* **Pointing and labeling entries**

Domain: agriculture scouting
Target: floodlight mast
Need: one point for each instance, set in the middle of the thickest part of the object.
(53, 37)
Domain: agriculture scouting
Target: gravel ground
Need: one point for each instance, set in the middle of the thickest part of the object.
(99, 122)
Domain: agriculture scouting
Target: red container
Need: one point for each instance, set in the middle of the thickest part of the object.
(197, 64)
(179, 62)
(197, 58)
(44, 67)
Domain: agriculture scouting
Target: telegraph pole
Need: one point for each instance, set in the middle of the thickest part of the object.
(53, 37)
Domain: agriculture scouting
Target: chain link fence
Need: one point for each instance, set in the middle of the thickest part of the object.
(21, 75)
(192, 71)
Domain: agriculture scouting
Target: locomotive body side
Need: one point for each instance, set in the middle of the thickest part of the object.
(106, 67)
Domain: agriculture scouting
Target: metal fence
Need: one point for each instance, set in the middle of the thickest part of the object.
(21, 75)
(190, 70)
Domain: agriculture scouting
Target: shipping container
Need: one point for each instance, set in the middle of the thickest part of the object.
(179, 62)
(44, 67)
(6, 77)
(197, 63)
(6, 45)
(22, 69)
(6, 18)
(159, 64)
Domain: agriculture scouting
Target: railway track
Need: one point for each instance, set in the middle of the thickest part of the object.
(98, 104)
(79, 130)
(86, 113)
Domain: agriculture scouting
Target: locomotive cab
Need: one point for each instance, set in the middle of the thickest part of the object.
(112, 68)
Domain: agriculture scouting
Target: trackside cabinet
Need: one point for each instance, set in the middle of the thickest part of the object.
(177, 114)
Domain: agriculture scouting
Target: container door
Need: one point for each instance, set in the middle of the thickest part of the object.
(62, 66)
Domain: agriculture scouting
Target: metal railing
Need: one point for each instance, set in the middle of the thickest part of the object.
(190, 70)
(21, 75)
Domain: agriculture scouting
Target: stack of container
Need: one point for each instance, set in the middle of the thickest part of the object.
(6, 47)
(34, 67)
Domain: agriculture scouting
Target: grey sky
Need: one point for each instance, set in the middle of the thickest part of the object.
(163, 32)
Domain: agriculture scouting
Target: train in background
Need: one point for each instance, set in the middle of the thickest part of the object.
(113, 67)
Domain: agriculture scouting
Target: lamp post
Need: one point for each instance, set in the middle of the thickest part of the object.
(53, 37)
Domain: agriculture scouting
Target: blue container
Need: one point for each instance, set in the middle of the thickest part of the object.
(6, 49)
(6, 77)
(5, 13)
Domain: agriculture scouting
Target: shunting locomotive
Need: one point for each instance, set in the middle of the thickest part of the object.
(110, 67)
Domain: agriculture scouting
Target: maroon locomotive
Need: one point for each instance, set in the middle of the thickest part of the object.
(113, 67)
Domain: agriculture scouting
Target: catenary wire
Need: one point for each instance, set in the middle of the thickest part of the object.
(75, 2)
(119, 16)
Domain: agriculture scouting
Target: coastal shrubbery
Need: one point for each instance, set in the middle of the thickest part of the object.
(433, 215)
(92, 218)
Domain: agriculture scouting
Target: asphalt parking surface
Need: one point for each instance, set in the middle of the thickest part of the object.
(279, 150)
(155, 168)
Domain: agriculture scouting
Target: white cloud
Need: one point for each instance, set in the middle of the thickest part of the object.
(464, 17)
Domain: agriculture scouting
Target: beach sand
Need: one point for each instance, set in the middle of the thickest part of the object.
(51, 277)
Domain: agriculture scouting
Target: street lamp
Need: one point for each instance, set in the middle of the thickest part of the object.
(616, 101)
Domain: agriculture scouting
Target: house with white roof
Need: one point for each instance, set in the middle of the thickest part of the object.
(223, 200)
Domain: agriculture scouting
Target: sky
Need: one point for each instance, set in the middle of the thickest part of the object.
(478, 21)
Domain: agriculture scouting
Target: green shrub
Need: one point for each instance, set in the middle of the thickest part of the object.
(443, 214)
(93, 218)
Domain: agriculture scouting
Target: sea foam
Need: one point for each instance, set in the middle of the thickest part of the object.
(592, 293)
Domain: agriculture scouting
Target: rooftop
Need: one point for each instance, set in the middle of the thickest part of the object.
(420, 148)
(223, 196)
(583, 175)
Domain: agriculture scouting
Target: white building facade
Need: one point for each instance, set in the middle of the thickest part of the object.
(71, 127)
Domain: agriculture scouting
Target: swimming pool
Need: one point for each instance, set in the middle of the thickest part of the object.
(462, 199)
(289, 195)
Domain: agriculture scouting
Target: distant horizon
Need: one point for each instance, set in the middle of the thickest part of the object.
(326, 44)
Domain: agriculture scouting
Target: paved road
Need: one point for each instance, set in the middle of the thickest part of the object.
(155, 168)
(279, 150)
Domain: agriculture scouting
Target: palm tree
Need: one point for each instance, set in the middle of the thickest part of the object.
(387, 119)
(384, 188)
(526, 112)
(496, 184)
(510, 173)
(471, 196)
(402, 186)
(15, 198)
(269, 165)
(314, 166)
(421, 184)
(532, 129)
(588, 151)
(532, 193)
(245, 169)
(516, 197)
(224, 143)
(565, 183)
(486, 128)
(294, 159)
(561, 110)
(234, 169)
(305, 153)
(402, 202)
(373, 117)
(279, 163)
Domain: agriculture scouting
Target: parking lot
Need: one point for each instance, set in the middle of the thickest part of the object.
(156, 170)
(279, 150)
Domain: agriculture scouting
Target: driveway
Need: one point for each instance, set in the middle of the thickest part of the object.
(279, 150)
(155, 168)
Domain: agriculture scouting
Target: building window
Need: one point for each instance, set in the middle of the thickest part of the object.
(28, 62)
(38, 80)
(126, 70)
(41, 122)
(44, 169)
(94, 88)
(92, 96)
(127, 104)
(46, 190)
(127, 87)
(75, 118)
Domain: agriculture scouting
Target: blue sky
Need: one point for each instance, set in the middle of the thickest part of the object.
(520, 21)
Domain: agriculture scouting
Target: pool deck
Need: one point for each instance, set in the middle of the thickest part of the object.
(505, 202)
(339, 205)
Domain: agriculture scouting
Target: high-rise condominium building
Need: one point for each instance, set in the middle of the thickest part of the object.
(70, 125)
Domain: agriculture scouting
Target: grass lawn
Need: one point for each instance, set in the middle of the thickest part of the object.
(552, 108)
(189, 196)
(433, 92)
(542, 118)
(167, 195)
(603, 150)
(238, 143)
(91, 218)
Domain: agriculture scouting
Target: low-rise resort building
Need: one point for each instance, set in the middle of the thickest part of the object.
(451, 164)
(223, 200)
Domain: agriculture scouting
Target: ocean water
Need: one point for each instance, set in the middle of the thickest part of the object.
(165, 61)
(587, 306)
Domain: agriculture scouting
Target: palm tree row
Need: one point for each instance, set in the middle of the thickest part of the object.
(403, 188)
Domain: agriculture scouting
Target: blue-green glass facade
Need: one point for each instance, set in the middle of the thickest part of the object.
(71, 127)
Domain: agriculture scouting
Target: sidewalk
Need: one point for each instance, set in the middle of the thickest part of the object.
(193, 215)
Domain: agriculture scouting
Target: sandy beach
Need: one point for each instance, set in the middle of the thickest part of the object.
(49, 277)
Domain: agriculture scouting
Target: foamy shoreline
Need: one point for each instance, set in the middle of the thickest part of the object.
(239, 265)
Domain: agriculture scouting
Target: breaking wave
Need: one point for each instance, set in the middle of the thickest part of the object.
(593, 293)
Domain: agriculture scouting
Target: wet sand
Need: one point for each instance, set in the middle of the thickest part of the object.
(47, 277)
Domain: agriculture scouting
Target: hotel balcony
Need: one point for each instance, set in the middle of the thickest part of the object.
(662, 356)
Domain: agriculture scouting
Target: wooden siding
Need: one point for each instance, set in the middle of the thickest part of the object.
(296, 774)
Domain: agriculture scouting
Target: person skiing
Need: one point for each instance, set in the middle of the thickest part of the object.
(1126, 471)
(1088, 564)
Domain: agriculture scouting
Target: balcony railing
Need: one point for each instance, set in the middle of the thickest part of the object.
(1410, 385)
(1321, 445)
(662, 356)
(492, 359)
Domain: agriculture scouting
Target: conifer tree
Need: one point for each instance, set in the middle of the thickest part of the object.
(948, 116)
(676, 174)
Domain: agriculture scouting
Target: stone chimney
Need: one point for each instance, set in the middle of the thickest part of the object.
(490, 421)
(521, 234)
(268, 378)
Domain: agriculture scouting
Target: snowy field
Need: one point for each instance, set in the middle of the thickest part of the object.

* **THE PROBLEM**
Pull out every line of the rows above that contains the string "building". Case counts.

* **SOLUTION TO THE PROBLEM**
Target: white building facade
Target: building window
Target: high-rise condominium building
Target: low-rise resort building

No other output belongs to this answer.